* **Work required**
Your response should consist of every entry, unchanged.

* **Data provided**
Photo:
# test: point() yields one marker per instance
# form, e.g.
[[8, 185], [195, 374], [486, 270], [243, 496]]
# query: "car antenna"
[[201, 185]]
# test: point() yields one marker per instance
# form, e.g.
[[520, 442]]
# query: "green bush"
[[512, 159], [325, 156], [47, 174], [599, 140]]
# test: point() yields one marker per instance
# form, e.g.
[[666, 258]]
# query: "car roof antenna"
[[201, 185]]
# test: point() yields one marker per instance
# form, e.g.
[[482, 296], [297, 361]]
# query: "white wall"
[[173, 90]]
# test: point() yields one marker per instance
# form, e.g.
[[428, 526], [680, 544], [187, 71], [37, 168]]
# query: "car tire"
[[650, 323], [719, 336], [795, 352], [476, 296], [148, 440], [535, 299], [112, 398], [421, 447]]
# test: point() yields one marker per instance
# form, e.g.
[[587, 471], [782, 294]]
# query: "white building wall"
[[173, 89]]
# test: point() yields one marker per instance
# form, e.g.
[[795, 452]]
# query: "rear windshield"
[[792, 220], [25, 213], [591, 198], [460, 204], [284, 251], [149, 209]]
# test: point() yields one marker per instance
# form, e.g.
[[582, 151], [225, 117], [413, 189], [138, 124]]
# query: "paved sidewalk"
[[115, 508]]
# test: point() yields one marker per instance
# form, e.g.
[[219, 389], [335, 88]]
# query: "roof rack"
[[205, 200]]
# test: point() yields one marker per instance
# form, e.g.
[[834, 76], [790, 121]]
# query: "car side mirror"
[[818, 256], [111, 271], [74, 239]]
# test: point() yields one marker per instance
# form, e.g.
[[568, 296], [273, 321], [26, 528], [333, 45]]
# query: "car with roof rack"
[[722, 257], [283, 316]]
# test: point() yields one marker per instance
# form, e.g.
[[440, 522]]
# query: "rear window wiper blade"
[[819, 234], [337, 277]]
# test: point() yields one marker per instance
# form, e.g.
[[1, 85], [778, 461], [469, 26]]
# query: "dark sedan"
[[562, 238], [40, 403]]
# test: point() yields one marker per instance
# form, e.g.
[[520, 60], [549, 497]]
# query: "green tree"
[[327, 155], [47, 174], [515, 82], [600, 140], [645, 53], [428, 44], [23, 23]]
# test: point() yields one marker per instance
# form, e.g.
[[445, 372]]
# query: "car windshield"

* **Response to this exercise**
Photo:
# test: point() yields one marker per instance
# form, e.g.
[[8, 185], [195, 374], [486, 270], [243, 496]]
# query: "car antenna"
[[201, 185]]
# test: point() yields one marker per instance
# form, e.g.
[[520, 442]]
# query: "green bush"
[[512, 159], [325, 156], [47, 174], [599, 140]]
# test: point() yields one marker per instance
# form, e.g.
[[666, 258]]
# query: "car roof antenna"
[[201, 185]]
# test: point() yields one marker per instance
# form, e.g.
[[482, 296], [297, 361]]
# query: "white wall"
[[173, 90]]
# test: point() yields one marker per instance
# form, e.g.
[[428, 526], [680, 544], [187, 71], [37, 168]]
# query: "car tire"
[[650, 323], [719, 336], [795, 352], [476, 296], [148, 440], [535, 299], [112, 398], [421, 447]]
# test: point() yields one marker per instance
# form, e.g.
[[587, 471], [782, 294]]
# query: "white building wall"
[[173, 89]]
# test: point() yields one marker per instance
# form, e.g.
[[795, 452]]
# query: "rear windshield"
[[792, 220], [25, 213], [591, 198], [460, 204], [284, 251], [149, 209]]
# test: point() yields one marker per instance
# form, e.g.
[[582, 151], [225, 117], [413, 189], [138, 124]]
# query: "paved sidewalk"
[[115, 508]]
# test: point() yields one marker per instance
# form, e.g.
[[219, 389], [335, 88]]
# query: "roof rack"
[[205, 200]]
# test: point() yields one marker per instance
# form, e.g.
[[834, 76], [790, 121]]
# query: "car side mirror"
[[818, 256], [111, 271], [74, 239]]
# test: point() yields one marker per instance
# form, e.g.
[[568, 296], [273, 321], [26, 528], [333, 45]]
# query: "car with roof rack"
[[722, 257], [283, 316]]
# test: point() yields one marker per instance
# form, e.g.
[[440, 522]]
# query: "rear window wiper blade"
[[819, 234], [337, 277]]
# test: point() yields one marker per instance
# form, e.g.
[[1, 85], [778, 461], [469, 26]]
# query: "dark sedan"
[[562, 238], [40, 403]]
# test: point() yields one marker per instance
# form, e.g.
[[520, 60], [549, 497]]
# query: "green tree"
[[327, 155], [47, 174], [515, 82], [600, 140], [645, 53], [428, 44], [23, 23]]
# test: point() yields one marker per instance
# form, e.g.
[[445, 372]]
# query: "car windshield"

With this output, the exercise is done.